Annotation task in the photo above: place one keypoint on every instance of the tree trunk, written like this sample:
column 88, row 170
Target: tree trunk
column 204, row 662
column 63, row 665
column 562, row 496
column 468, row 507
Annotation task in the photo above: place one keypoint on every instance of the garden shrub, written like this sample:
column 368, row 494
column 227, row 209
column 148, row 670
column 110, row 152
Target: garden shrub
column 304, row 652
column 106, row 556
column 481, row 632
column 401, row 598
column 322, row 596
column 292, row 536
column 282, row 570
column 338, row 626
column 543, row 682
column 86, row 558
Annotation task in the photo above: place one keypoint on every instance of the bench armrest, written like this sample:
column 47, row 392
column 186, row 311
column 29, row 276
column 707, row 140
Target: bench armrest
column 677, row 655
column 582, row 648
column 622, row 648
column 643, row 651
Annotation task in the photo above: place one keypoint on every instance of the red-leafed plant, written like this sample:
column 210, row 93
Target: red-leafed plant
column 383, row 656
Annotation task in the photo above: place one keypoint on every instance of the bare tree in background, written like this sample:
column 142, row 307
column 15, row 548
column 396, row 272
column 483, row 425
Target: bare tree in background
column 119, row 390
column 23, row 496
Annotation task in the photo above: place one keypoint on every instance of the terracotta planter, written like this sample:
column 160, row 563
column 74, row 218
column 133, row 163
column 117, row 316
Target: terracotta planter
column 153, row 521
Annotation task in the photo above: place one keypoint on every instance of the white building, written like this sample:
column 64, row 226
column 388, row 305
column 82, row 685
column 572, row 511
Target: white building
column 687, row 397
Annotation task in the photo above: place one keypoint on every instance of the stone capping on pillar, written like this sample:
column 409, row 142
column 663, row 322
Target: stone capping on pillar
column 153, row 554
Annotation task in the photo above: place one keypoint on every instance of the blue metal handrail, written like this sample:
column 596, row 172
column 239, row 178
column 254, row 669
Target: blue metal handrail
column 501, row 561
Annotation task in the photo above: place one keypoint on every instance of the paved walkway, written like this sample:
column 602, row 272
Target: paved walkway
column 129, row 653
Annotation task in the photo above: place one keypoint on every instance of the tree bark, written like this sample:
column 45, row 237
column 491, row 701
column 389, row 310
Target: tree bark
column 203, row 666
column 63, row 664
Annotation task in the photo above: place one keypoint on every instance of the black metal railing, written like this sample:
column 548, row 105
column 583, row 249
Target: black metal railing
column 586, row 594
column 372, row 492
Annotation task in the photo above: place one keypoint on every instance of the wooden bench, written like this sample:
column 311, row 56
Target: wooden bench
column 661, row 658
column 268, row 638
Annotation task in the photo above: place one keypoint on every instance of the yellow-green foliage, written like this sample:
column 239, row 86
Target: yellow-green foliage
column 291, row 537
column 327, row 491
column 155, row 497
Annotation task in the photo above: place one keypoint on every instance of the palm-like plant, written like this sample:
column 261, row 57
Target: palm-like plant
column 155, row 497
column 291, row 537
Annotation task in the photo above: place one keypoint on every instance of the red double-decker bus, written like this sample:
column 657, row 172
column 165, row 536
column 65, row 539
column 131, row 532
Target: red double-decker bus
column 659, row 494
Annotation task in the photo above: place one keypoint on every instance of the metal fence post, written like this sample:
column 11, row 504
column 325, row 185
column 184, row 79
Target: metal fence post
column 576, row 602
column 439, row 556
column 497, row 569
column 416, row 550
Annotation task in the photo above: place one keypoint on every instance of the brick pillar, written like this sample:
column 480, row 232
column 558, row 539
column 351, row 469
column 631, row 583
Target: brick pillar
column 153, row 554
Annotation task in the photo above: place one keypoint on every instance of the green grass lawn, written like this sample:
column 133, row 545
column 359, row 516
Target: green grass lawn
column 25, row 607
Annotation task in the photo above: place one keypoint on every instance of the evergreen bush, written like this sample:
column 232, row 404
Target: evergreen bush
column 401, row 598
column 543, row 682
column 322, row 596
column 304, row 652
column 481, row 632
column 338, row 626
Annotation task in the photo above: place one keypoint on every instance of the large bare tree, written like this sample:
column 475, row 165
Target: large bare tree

******************************

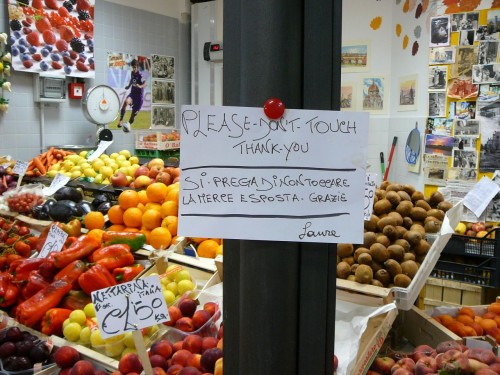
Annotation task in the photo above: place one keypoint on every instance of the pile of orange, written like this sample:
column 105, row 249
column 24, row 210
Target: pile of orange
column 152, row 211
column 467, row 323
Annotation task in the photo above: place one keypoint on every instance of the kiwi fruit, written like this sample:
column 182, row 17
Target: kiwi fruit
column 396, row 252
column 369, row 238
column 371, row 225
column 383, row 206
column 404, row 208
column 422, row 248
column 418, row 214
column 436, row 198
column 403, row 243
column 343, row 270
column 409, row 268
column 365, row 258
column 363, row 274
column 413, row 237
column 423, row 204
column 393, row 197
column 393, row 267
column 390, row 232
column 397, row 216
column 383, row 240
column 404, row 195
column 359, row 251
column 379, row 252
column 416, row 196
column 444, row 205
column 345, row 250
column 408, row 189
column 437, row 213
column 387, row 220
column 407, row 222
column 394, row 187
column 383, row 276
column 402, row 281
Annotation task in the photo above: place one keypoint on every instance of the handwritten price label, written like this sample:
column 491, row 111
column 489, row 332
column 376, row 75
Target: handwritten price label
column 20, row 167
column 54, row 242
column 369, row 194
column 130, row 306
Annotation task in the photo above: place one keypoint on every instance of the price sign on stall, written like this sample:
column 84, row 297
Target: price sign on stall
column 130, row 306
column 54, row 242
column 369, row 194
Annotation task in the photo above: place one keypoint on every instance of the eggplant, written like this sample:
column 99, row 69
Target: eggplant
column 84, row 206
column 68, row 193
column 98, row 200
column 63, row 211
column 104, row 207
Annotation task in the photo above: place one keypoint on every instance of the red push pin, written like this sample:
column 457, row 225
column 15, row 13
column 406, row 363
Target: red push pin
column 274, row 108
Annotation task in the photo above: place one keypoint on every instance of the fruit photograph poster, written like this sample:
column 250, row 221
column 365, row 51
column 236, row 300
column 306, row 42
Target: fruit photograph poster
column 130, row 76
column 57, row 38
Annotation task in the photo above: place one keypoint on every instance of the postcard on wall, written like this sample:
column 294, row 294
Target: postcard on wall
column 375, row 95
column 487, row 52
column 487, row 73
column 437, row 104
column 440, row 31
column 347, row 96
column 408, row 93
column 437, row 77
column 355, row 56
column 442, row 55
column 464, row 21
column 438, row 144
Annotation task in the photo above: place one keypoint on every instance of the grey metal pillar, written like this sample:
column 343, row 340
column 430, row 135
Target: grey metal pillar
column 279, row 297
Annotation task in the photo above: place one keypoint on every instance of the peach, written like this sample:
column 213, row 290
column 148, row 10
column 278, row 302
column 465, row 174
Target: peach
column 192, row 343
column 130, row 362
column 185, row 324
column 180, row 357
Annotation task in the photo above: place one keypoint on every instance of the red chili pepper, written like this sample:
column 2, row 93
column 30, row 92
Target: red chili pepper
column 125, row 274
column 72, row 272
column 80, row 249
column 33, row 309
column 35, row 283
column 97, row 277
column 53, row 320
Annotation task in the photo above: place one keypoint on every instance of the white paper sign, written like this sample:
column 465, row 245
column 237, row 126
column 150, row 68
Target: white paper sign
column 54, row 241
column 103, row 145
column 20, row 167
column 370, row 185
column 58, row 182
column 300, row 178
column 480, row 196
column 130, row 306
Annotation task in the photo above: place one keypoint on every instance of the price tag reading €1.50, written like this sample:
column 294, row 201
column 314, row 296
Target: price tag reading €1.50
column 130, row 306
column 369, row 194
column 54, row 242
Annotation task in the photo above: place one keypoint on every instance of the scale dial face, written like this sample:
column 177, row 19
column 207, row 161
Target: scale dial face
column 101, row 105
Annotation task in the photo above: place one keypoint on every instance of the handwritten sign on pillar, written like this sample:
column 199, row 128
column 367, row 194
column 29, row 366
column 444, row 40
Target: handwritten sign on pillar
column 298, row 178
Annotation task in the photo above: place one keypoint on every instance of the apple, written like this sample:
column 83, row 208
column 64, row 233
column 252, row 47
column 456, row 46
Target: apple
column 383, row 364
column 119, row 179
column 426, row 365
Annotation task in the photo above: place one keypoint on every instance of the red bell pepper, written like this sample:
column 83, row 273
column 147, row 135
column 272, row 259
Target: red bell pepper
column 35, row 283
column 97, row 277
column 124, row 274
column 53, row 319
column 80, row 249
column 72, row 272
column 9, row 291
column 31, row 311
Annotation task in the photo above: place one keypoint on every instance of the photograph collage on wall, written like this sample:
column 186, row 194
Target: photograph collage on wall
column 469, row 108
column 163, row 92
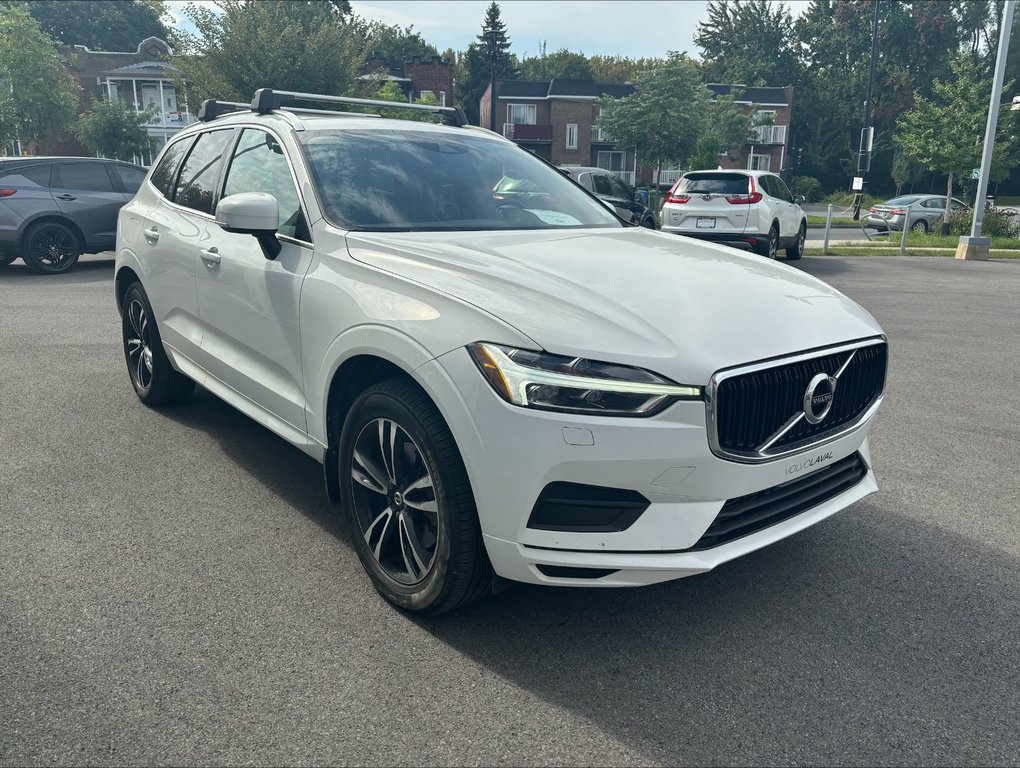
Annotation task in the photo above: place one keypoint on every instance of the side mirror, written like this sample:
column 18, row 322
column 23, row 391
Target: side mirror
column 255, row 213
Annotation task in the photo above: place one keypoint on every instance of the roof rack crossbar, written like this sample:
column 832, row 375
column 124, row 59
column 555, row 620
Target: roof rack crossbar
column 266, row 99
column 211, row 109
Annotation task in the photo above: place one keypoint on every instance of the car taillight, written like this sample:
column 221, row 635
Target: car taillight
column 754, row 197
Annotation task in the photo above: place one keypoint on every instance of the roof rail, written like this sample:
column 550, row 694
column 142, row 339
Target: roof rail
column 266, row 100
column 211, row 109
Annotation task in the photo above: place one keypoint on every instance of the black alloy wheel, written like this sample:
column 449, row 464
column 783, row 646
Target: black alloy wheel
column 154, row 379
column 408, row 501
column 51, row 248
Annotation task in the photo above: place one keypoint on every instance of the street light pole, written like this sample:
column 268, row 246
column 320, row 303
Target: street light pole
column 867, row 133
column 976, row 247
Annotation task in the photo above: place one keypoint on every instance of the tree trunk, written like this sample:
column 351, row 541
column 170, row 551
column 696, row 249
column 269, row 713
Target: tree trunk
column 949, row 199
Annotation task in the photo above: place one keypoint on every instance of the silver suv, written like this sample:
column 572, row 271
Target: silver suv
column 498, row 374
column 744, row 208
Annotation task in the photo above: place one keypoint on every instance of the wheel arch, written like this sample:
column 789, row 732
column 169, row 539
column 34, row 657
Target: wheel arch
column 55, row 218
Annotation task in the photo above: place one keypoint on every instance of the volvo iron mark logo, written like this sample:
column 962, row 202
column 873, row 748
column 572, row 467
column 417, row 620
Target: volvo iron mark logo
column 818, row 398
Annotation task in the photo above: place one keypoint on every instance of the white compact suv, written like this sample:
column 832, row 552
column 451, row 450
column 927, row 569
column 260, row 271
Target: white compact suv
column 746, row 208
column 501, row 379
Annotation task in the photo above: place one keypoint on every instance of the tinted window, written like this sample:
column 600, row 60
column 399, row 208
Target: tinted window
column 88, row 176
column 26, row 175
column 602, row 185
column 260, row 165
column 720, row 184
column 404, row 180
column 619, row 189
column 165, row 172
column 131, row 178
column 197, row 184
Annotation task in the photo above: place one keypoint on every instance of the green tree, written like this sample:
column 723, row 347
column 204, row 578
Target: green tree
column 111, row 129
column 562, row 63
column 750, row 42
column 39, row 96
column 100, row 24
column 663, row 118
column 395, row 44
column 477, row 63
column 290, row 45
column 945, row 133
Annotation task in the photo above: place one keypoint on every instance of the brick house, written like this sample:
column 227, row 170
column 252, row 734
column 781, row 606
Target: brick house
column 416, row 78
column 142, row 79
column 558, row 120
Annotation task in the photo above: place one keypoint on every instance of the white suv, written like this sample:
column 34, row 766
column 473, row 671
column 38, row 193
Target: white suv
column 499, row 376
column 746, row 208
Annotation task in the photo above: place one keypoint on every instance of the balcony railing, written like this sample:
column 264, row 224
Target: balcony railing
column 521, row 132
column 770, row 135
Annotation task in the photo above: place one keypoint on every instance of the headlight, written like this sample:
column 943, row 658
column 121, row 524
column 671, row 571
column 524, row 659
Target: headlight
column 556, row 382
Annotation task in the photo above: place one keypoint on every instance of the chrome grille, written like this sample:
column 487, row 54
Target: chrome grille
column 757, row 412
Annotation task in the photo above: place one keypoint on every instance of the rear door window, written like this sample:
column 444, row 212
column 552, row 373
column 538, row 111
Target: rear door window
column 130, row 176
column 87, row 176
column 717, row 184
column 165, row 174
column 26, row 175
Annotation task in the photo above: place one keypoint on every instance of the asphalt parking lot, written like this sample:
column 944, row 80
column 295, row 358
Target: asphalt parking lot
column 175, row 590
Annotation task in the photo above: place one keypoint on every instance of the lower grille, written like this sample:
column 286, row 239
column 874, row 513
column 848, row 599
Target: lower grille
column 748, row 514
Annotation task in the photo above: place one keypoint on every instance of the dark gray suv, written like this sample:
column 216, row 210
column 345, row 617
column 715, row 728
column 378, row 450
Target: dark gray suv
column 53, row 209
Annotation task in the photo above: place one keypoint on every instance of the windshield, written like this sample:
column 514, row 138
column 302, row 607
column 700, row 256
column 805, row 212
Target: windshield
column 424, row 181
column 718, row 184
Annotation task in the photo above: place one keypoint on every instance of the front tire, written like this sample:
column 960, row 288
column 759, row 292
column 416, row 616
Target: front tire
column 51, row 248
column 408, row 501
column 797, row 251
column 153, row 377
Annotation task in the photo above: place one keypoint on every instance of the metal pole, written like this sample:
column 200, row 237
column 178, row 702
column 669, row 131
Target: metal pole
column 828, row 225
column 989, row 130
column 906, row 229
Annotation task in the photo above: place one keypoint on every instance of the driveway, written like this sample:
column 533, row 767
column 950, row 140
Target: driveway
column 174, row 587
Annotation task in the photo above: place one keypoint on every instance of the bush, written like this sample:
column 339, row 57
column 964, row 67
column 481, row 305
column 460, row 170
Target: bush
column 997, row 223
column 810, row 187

******************************

TASK TO CARRY OUT:
Reproduce word for word the part of the data above that opens with the line containing "roof rail, written" and closes with the line containing "column 744, row 208". Include both of those lines.

RESPONSE TO THE TASK:
Annotation task in the photo above: place one keypoint on every instance of the roof rail, written like this sample:
column 550, row 694
column 142, row 339
Target: roof rail
column 266, row 100
column 211, row 109
Annotation task in the photo above: place one keypoint on every instance of the black alloy wheel, written like this sample:
column 449, row 464
column 783, row 646
Target: black alloy wheel
column 154, row 379
column 408, row 501
column 51, row 248
Annotation task in the photo above: place one keypoint on every instance of the street light pole, written like this sample:
column 268, row 246
column 320, row 303
Target: street light pole
column 867, row 133
column 976, row 247
Annotation task in the photo above: place one keypoint on every instance of the tree trunk, written like this sample:
column 351, row 541
column 170, row 551
column 696, row 249
column 269, row 713
Target: tree trunk
column 949, row 199
Annotation task in the photo above: place one keypoint on every instance of the silver suv, written like this sample:
column 572, row 271
Target: silver suv
column 498, row 374
column 744, row 208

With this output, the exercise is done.